(Collected data)
— BEGIN —
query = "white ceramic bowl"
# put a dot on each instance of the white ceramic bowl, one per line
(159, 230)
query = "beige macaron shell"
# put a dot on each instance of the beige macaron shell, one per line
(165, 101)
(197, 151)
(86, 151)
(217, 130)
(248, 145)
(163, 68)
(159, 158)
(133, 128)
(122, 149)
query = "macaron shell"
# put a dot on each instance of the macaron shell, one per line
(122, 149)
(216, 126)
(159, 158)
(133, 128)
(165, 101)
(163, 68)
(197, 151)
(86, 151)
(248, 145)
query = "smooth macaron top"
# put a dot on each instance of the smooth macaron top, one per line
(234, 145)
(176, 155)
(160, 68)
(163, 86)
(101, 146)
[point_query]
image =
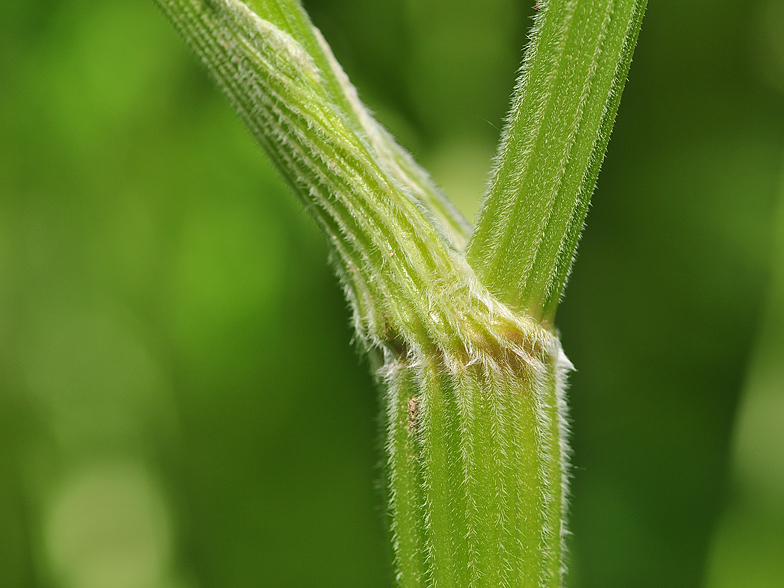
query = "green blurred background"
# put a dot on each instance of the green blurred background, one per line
(180, 404)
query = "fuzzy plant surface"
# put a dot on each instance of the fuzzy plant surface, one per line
(457, 321)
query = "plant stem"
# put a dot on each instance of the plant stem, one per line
(562, 114)
(473, 388)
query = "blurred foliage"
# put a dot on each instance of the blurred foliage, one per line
(180, 405)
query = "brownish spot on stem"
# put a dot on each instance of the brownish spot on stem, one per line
(413, 413)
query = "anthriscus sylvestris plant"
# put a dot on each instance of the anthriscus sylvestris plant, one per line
(457, 320)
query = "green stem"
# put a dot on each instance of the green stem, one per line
(477, 468)
(473, 389)
(563, 111)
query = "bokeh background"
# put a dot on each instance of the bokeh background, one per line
(180, 403)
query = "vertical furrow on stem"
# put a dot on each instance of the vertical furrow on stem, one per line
(475, 453)
(434, 424)
(523, 471)
(403, 473)
(550, 431)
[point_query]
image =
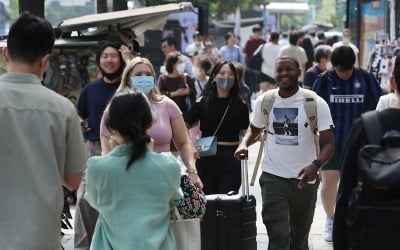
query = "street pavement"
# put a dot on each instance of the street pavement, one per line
(316, 241)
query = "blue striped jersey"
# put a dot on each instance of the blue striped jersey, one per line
(347, 99)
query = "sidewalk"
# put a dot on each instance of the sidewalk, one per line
(316, 241)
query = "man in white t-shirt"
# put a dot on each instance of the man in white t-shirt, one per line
(289, 181)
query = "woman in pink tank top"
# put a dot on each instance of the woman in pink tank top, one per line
(169, 125)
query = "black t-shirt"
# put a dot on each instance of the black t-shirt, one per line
(236, 119)
(92, 101)
(390, 120)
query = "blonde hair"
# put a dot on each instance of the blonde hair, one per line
(155, 95)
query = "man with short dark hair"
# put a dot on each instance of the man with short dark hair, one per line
(389, 120)
(322, 58)
(41, 146)
(196, 46)
(347, 42)
(231, 51)
(168, 45)
(92, 101)
(295, 51)
(289, 181)
(349, 92)
(253, 42)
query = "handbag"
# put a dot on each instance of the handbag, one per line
(186, 231)
(207, 146)
(256, 61)
(193, 202)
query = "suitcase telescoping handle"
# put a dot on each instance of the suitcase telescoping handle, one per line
(245, 178)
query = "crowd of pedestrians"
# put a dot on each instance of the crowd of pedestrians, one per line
(128, 122)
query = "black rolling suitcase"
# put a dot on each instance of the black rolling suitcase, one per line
(230, 220)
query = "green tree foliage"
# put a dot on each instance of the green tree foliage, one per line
(327, 12)
(291, 22)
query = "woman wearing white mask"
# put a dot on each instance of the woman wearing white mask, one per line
(139, 74)
(175, 84)
(220, 173)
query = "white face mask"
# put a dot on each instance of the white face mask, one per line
(196, 72)
(163, 70)
(181, 68)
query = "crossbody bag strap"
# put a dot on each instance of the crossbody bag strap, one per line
(198, 84)
(222, 119)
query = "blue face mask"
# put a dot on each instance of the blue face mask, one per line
(143, 83)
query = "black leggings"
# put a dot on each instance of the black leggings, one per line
(220, 173)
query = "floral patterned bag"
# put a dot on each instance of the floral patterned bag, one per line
(193, 202)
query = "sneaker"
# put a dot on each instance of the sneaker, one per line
(328, 229)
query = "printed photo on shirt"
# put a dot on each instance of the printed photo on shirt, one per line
(285, 124)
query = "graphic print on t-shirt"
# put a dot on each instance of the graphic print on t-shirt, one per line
(285, 124)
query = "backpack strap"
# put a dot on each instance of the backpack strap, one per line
(266, 107)
(373, 126)
(310, 106)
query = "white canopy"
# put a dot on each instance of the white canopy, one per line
(287, 8)
(140, 19)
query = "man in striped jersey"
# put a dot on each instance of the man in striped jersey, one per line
(349, 92)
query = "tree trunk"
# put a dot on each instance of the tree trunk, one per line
(101, 6)
(120, 5)
(34, 7)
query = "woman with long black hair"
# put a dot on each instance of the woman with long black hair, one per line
(132, 187)
(220, 104)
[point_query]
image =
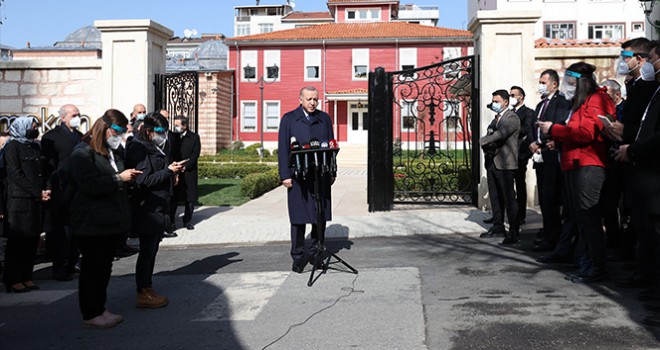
— END —
What is required :: Show each line of the items above that contains the word "white", copying every such line in full.

Expected answer ::
query = "white ceramic bowl"
# put a dot on each instance of the white ceramic bowl, one per line
query = "man in white t-shirt"
# put a dot on each instance of the man in white t-shirt, one per line
query = "woman wearing white mask"
# put a dot on each instance of the woman wearing white mask, one per line
query = "white face mask"
# put a dot on each instance of the white face mask, one per line
query = "white canopy"
# put a dot on each instance of the white canopy, one per line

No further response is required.